* [Required task]:
Write out every line of the items below word for word, leaving out the pictures.

* [Point annotation records]:
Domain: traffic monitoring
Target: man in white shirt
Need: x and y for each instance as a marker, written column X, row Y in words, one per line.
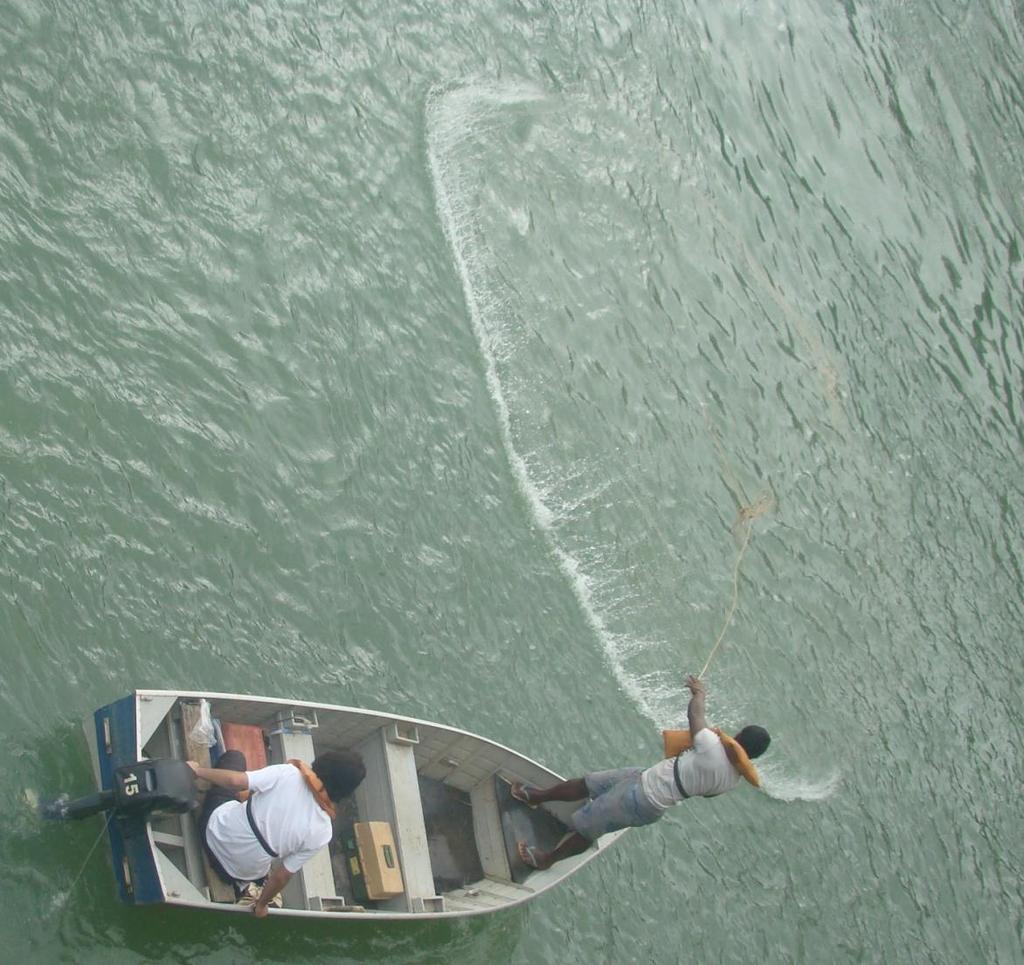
column 630, row 797
column 287, row 814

* [Correct response]:
Domain: traffic monitoring
Target: man in white shirt
Need: x and y for each instance as a marker, written column X, row Y in words, one per line.
column 630, row 797
column 287, row 814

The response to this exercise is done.